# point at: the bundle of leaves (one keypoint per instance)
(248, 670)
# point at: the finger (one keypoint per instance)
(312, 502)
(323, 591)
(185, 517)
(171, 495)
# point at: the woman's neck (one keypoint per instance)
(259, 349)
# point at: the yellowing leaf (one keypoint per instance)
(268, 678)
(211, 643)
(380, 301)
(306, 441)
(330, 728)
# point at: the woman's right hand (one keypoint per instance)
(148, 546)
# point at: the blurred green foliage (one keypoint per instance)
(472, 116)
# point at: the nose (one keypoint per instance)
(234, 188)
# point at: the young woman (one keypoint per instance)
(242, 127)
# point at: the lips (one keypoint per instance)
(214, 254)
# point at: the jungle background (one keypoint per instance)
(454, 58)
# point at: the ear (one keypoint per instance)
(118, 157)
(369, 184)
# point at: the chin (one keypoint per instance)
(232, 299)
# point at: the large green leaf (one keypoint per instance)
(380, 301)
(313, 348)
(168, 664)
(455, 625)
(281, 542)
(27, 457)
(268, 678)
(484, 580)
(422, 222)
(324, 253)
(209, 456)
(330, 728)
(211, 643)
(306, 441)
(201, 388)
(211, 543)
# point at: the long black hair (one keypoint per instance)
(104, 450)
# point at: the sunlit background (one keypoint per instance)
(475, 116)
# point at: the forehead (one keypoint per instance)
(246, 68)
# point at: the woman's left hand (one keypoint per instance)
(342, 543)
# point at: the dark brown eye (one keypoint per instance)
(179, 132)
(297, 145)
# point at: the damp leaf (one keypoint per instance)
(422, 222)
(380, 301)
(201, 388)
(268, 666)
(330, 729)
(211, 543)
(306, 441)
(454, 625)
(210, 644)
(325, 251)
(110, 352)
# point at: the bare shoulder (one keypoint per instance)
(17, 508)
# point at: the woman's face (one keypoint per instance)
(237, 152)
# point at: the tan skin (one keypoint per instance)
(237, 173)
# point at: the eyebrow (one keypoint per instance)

* _Task description_: Reproduce each record shown above without altering a single word.

* _Result for this task_:
# point at: the bundle of leaves (one keypoint per instance)
(248, 670)
# point at: the finger (one keypoint per instance)
(312, 502)
(323, 591)
(185, 517)
(171, 495)
# point at: the woman's neck (one keypoint per instance)
(259, 349)
# point at: the yellowing leaf (one keypoint per instance)
(268, 678)
(211, 643)
(380, 301)
(306, 441)
(330, 728)
# point at: the woman's right hand (one keypoint per instance)
(148, 546)
# point at: the blurred green foliage (one keypoint per instance)
(472, 116)
# point at: the nose (one keypoint per instance)
(234, 188)
# point at: the young woman (one keypoint per instance)
(242, 127)
# point at: the lips (one keypoint per instance)
(214, 254)
# point at: the jungle background (one keypoint per instance)
(454, 58)
# point at: the ear (one keypoint per instance)
(118, 157)
(369, 184)
# point at: the chin (one keypoint per instance)
(232, 299)
# point at: the large green leaf (one keypoint per instance)
(380, 301)
(313, 348)
(168, 664)
(455, 625)
(281, 542)
(27, 457)
(268, 678)
(484, 580)
(422, 222)
(324, 253)
(209, 456)
(330, 728)
(211, 643)
(306, 441)
(201, 388)
(211, 543)
# point at: the long black hair (one keypoint per instance)
(104, 450)
# point at: the sunlit background (one keypoint per instance)
(475, 116)
# point at: the forehead (one keypoint per instance)
(246, 68)
# point at: the woman's left hand (one keypoint per instance)
(342, 543)
# point at: the dark brown eye (one keypoint per instance)
(179, 132)
(297, 145)
# point at: the damp leaf (one keypoint per instance)
(422, 222)
(380, 301)
(201, 388)
(268, 666)
(330, 729)
(211, 543)
(306, 441)
(454, 625)
(210, 644)
(325, 251)
(110, 352)
# point at: the bare shoulder (one keypoint per instance)
(17, 508)
# point at: the woman's face (one keypoint per instance)
(237, 152)
# point at: the tan skin (one keypoint per instance)
(237, 173)
# point at: the eyebrow (one keypoint per instance)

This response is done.